Description of the task: List every line of the material below that contains the string "head", copying each one in full. Treat uppercase and lowercase letters as distinct.

Information shown:
· · · ·
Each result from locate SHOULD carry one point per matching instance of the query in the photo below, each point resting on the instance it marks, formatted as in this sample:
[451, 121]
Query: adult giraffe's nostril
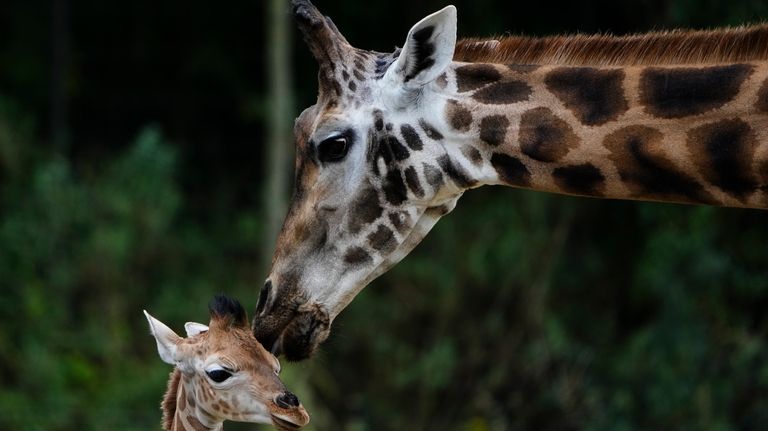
[287, 400]
[263, 297]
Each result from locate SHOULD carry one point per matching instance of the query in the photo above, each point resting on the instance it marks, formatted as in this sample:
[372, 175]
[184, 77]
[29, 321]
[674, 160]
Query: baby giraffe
[222, 373]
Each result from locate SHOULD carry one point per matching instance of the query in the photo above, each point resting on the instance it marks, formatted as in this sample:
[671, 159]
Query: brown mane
[729, 45]
[169, 400]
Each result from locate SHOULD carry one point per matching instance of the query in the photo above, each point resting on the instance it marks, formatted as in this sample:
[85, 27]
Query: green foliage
[80, 256]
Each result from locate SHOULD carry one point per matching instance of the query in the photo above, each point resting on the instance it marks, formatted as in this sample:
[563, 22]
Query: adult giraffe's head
[370, 176]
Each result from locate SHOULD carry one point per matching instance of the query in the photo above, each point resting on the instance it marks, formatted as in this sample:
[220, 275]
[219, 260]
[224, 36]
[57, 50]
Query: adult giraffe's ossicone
[396, 138]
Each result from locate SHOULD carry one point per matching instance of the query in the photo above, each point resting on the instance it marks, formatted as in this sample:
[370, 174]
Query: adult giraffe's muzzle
[289, 325]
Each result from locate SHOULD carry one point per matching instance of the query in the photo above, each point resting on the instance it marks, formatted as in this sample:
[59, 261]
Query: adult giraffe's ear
[428, 50]
[167, 340]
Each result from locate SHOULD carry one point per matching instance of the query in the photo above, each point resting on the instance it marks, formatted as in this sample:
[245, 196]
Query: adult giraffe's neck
[180, 410]
[693, 133]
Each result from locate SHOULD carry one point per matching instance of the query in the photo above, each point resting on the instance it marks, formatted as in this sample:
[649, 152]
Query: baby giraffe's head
[223, 373]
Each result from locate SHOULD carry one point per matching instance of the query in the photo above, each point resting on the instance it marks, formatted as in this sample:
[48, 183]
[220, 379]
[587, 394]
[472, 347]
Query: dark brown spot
[366, 209]
[455, 172]
[430, 131]
[458, 116]
[545, 137]
[493, 129]
[357, 256]
[639, 156]
[511, 170]
[412, 179]
[503, 93]
[595, 96]
[411, 137]
[474, 76]
[472, 155]
[433, 175]
[378, 120]
[683, 91]
[382, 239]
[399, 220]
[723, 151]
[583, 179]
[394, 187]
[762, 97]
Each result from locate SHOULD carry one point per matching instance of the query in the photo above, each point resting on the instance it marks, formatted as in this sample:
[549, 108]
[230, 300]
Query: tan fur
[169, 400]
[729, 45]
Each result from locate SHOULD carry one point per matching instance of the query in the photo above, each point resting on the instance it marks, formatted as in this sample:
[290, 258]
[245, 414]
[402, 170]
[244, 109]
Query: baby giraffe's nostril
[287, 400]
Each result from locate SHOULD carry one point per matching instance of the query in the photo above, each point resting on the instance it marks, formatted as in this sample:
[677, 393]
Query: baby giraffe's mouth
[284, 424]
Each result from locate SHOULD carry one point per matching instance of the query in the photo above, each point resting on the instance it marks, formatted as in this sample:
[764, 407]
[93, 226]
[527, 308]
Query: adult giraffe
[396, 138]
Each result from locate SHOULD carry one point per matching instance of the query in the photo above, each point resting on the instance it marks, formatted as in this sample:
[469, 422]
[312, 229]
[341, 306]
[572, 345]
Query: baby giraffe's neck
[180, 409]
[693, 133]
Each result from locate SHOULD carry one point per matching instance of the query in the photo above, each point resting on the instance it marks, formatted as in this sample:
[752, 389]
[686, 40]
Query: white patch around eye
[218, 368]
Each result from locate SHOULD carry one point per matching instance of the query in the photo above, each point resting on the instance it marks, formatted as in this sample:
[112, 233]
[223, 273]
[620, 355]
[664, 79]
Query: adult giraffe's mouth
[289, 325]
· · · ·
Reply to the exercise:
Query: adult giraffe's head
Query: baby giraffe's head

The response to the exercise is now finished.